§ **Passage provided**
Sunday, December 26, 2004

Beware moderates advising conservatives on what's good for us

WorldNetDaily: Beware of changing cloture:
"The nation will not tolerate seeing an electoral victory impelled by terrorism hijacked to put another William Rehnquist, Antonin Scalia or Clarence Thomas on the court. If Bush tries it, he will not be able to govern effectively for the balance of his term."

So writes Dick Morris, the architect of Bill Clinton's "triangulation" strategy, in a commentary on He follows this up by making an analogy to FDR's court-packing plan of the 1930s. Like all analogies, this one is of limited utility - in fact, a great deal less utility than most.

Morris intends us to believe that since voters trusted Bush over Kerry on the GWOT issue, Bush has no mandate to do anything effective on the social issues except, perhaps, on gay marriage. Now this is a breathtakingly obtuse position to take considering how many people on both the left and right saw the defining difference between Bush and Kerry as the character of the men and women each would nominate to the federal bench, especially the Supreme Court. Moreover, it would be particularly difficult, as a practical matter, to find a judicial nominee who saw the constitution requiring deference to the states on the issue of defining marriage but not requiring similar deference on the issue of abortion.

§ **Exercises**
[A] Decide whether each statement agrees with the post about Dick Morris's warning, answering yes or no and quoting the deciding words from the post. (i) The post identifies Dick Morris as the architect of Bill Clinton's "triangulation" strategy. (ii) The post judges Morris's analogy to FDR's court-packing plan to be more useful than most analogies. (iii) The post says Morris allows that Bush might have a mandate on gay marriage.
[B] Print the part of the post about Dick Morris's warning starting at "Beware moderates advising" and ending at "utility than most.".

§ **Material shown**
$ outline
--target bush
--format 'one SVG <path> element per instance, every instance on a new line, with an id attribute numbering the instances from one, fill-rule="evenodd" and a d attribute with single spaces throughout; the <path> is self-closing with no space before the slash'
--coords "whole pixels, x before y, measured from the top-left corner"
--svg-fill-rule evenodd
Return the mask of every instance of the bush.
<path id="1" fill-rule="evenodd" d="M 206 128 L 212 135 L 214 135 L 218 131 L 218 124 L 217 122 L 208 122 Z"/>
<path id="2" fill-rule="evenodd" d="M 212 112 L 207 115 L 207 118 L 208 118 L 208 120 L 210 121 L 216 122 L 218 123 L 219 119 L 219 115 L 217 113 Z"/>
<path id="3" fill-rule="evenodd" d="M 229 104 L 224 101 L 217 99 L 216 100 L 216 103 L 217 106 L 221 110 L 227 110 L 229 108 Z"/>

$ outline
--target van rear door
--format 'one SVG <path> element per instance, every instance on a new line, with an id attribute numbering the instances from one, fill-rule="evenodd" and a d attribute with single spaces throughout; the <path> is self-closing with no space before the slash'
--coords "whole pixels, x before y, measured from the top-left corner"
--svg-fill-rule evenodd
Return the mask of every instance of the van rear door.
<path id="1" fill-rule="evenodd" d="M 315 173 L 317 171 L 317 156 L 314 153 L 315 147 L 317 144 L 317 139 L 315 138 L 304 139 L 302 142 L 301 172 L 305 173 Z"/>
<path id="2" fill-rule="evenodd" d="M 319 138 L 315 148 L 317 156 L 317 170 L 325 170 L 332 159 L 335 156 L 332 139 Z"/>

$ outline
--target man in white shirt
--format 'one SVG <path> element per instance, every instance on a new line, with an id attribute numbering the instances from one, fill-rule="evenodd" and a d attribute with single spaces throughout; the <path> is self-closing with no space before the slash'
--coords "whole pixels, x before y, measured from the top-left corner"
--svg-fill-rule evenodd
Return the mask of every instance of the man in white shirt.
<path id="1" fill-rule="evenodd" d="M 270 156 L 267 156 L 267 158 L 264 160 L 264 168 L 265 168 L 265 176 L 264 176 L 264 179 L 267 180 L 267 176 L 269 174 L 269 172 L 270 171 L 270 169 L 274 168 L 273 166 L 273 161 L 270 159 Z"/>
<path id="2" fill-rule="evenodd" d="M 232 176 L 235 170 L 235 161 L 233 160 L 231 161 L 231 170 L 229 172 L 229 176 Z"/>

§ **Solutions to each task**
[A]
(i) Yes: "the architect of Bill Clinton's "triangulation" strategy"
(ii) No: "in fact, a great deal less utility than most"
(iii) Yes: "Bush has no mandate to do anything effective on the social issues except, perhaps, on gay marriage"

[B]
Beware moderates advising conservatives on what's good for us

WorldNetDaily: Beware of changing cloture:
"The nation will not tolerate seeing an electoral victory impelled by terrorism hijacked to put another William Rehnquist, Antonin Scalia or Clarence Thomas on the court. If Bush tries it, he will not be able to govern effectively for the balance of his term."

So writes Dick Morris, the architect of Bill Clinton's "triangulation" strategy, in a commentary on He follows this up by making an analogy to FDR's court-packing plan of the 1930s. Like all analogies, this one is of limited utility - in fact, a great deal less utility than most.